Rewrite all of the data below as a numbered list, leaving out any blank lines.

**Entries for location identification:**
----

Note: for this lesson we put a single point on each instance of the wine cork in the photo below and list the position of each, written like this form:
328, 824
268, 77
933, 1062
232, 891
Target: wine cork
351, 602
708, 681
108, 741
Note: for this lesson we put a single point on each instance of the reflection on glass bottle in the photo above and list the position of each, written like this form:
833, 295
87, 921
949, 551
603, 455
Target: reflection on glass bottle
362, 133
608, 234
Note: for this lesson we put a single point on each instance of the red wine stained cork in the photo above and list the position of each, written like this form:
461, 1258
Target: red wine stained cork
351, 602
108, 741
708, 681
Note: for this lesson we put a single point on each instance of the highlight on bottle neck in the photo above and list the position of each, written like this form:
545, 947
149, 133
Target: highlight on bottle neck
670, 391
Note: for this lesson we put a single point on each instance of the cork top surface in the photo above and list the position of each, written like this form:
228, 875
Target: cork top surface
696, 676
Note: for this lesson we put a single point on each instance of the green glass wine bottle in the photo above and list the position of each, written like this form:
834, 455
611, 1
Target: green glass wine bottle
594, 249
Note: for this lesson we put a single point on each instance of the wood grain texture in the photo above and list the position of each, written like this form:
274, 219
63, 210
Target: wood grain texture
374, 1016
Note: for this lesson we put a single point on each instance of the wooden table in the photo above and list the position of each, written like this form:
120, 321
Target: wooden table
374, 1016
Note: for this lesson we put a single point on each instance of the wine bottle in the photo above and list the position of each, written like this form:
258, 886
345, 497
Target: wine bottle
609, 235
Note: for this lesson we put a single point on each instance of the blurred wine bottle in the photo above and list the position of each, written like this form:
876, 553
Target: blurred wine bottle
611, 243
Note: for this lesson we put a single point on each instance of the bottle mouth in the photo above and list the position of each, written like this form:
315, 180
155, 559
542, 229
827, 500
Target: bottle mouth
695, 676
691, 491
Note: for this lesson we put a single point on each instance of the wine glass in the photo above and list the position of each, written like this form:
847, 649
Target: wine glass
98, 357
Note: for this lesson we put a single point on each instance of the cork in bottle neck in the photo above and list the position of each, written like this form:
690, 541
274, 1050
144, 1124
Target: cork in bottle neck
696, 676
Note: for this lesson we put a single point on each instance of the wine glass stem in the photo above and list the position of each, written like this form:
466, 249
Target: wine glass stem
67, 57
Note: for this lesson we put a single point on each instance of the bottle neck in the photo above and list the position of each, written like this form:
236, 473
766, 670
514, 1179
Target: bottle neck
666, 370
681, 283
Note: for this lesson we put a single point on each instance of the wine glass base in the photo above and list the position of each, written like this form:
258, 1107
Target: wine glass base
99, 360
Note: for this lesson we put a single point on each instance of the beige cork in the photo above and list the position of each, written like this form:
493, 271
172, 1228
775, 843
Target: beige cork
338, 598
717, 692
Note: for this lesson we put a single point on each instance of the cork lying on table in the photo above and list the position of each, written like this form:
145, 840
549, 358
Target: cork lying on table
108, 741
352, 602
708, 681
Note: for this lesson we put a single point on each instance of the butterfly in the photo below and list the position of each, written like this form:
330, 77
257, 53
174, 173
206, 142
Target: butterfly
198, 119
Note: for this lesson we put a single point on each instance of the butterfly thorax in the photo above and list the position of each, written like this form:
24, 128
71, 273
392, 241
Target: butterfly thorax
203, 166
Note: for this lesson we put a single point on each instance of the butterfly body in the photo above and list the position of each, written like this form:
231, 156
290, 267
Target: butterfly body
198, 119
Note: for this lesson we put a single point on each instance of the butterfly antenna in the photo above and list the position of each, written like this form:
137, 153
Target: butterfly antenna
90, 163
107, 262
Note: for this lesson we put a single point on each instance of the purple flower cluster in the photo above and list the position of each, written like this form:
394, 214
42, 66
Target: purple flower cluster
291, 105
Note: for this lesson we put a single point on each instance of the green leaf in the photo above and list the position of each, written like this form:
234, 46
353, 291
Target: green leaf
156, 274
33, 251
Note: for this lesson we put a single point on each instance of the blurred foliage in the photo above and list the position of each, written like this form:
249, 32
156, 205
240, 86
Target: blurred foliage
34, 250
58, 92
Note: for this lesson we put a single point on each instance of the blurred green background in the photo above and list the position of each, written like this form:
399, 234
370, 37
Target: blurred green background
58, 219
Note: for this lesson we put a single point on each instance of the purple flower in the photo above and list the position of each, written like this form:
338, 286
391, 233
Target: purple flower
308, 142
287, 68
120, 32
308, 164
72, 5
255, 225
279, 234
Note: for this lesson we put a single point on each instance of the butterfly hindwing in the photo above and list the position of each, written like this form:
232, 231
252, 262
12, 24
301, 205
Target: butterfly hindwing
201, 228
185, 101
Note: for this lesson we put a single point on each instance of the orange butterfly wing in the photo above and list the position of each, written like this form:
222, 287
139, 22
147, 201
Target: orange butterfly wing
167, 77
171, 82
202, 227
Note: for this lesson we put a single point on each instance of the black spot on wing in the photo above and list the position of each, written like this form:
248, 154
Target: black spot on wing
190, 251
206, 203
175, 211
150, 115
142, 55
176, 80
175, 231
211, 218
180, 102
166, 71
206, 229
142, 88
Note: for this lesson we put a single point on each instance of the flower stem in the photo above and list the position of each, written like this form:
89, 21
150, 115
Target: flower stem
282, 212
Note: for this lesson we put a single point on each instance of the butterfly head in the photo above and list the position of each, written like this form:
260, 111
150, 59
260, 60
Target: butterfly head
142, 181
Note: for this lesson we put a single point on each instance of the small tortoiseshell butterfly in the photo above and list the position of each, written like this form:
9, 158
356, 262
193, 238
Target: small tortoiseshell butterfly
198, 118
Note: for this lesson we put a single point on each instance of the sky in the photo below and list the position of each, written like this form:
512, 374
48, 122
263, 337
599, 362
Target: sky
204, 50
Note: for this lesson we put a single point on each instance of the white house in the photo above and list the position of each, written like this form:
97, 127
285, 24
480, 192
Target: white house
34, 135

----

**WRITTEN REPLY:**
1. Note: for this lesson we put a single point on each instance of the wine cork in the photo below and list the position of each, written like this form:
2. 328, 824
3. 268, 77
4. 933, 1062
5. 232, 891
6. Target: wine cork
7. 351, 602
8. 708, 681
9. 108, 741
10. Note: for this lesson we put a single point on each instance of the reflection on glass bottle in the photo above and list the position of each, written like this form:
11. 833, 295
12. 87, 921
13. 949, 551
14. 603, 455
15. Target: reflection on glass bottle
16. 362, 133
17. 608, 234
18. Note: for this lesson we put a single point on each instance of the red wine stained cork in the photo above and list the position of each, written like this form:
19. 461, 1258
20. Target: red wine stained cork
21. 351, 602
22. 108, 741
23. 708, 681
24. Note: for this lesson we put a single point on each instance of the highlight on bottle neck in the photo above and list the position of each, written like this form:
25. 545, 947
26. 149, 133
27. Target: highlight on bottle neck
28. 670, 391
29. Note: for this lesson we put a single point on each instance of the cork top surface in the photo above and list the position of each, written like this form:
30. 228, 875
31. Target: cork top surface
32. 696, 676
33. Note: for this lesson we put a single point on each instance of the green glass wine bottle in the photo above and list the position of each, written like this form:
34. 834, 455
35. 611, 1
36. Target: green glass wine bottle
37. 594, 249
38. Note: for this lesson we put a single point on each instance of the wood grain texture in the photo above and list the position of each, written like this form:
39. 274, 219
40. 63, 210
41. Target: wood grain texture
42. 374, 1016
43. Note: for this lesson we put a single point on each instance of the wooden table in the photo above and list the position of each, written like this form:
44. 120, 321
45. Target: wooden table
46. 374, 1016
47. Note: for this lesson we put a single point on each instance of the wine bottle in the photo above and list the position of each, written like this form:
48. 258, 886
49. 345, 497
50. Target: wine bottle
51. 609, 235
52. Note: for this lesson we put a single point on each instance of the blurred wine bottle in the photo above and list the position of each, written like this form:
53. 876, 553
54. Target: blurred wine bottle
55. 611, 243
56. Note: for this lesson we put a single point on each instance of the bottle mouth in the photo above and list the position of each, written like this form:
57. 315, 180
58. 155, 559
59. 542, 229
60. 827, 500
61. Target: bottle mouth
62. 695, 676
63. 691, 491
64. Note: for this lesson we put a single point on each instance of the wine glass in the photo above and list the position of each, written like this form:
65. 847, 649
66. Target: wine glass
67. 98, 357
68. Note: for this lesson we put a single point on each instance of the cork in bottle neck in the photo above and list the position of each, written like this form:
69. 690, 541
70. 274, 1050
71. 144, 1124
72. Target: cork in bottle neck
73. 696, 676
74. Note: for this lesson we put a single point on each instance of the wine glass stem in the photo above and list the position of each, written like this form:
75. 466, 249
76. Target: wine glass stem
77. 67, 57
78. Note: for this lesson we put a single point on each instance of the bottle neck in the photo above and list the position of each, written like this form:
79. 236, 473
80. 766, 670
81. 514, 1179
82. Target: bottle neck
83. 666, 370
84. 681, 283
85. Note: for this lesson we put a single point on each instance of the wine glass base in the photo above and list the position of each, written like this form:
86. 258, 1107
87. Target: wine glass base
88. 99, 360
89. Note: for this lesson we put a single point on each instance of the beige cork in the photo above and list the position of each, written like this form:
90. 493, 271
91. 172, 1228
92. 775, 843
93. Target: beige cork
94. 338, 598
95. 717, 692
96. Note: for this lesson we put a single point on each instance of the cork lying on table in the photo above and list the position of each, written like this form:
97. 145, 840
98. 549, 358
99. Target: cork lying on table
100. 108, 741
101. 352, 602
102. 708, 681
103. Note: for this lesson we put a single point on each instance of the butterfly in the photo below and list the position of each, written like this form:
104. 330, 77
105. 257, 53
106. 174, 173
107. 206, 142
108. Target: butterfly
109. 198, 119
110. Note: for this lesson we put a single point on each instance of the butterfly thorax in the photo above and list the position of each, written like this form:
111. 24, 128
112. 71, 273
113. 392, 241
114. Target: butterfly thorax
115. 203, 166
116. Note: for this lesson we put a single point on each instance of the butterfly body in the photo above and list the position of each, written like this form:
117. 231, 156
118. 290, 267
119. Target: butterfly body
120. 198, 119
121. Note: for this lesson we put a single point on each instance of the butterfly antenna in the photo above and list the position of each, written like this form:
122. 137, 153
123. Target: butterfly antenna
124. 90, 163
125. 107, 262
126. Note: for this lesson we put a single point on each instance of the purple flower cluster in the photo above and list the position of each, written like this form:
127. 394, 214
128. 42, 66
129. Target: purple flower cluster
130. 291, 105
131. Note: for this lesson we put a single point on each instance of the green leaf in the photo above and list the position of each, written like this form:
132. 234, 46
133. 353, 291
134. Target: green leaf
135. 156, 274
136. 33, 251
137. Note: for this lesson we put a single point on each instance of the blurred foliage in the photo above and list the position of each, written like this form:
138. 249, 32
139. 156, 205
140. 240, 86
141. Target: blurred foliage
142. 34, 250
143. 58, 92
144. Note: for this lesson we put a single point on each instance of the blurred green background in the photo above and list the position of each, written like this form:
145. 399, 234
146. 370, 37
147. Target: blurred green background
148. 58, 219
149. Note: for this lesson we put a single point on each instance of the purple flower in the photo above and list the position of each, written like this form:
150. 338, 286
151. 391, 233
152. Target: purple flower
153. 308, 142
154. 287, 68
155. 120, 32
156. 308, 164
157. 72, 5
158. 255, 225
159. 279, 234
160. Note: for this lesson we put a single point on each instance of the butterfly hindwing in the photo above and list the position of each, written like this form:
161. 232, 231
162. 252, 262
163. 12, 24
164. 301, 205
165. Target: butterfly hindwing
166. 201, 228
167. 185, 101
168. Note: for this lesson we put a single point on each instance of the orange butterfly wing in the photo above and list the position of each, written like this form:
169. 222, 287
170. 139, 22
171. 147, 201
172. Target: orange butterfly wing
173. 167, 77
174. 171, 82
175. 202, 227
176. Note: for this lesson we put a single point on each instance of the black spot on wing in the photo above and list the position of each, written like this form:
177. 248, 154
178. Target: black spot on wing
179. 190, 251
180. 206, 203
181. 175, 211
182. 150, 115
183. 142, 55
184. 176, 80
185. 175, 231
186. 211, 218
187. 180, 102
188. 166, 71
189. 206, 229
190. 142, 88
191. Note: for this lesson we put a single point on each instance of the flower stem in the photo above and list the position of each, written like this form:
192. 89, 21
193. 150, 115
194. Target: flower stem
195. 282, 212
196. Note: for this lesson we put a single point on each instance of the butterfly head in the photo above and list the position of each, written like this form:
197. 260, 111
198. 150, 59
199. 260, 60
200. Target: butterfly head
201. 142, 181
202. Note: for this lesson we put a single point on each instance of the small tortoiseshell butterfly in the photo above and list the position of each, written like this form:
203. 9, 158
204. 356, 262
205. 193, 238
206. Target: small tortoiseshell butterfly
207. 198, 118
208. Note: for this lesson we put a single point on each instance of the sky in the photo below and list the position of each, written like this form:
209. 512, 374
210. 48, 122
211. 263, 337
212. 599, 362
213. Target: sky
214. 204, 50
215. Note: for this lesson we put a single point on each instance of the white house in the photo above and list the position of each, written like this form:
216. 97, 127
217. 285, 24
218. 480, 192
219. Target: white house
220. 34, 135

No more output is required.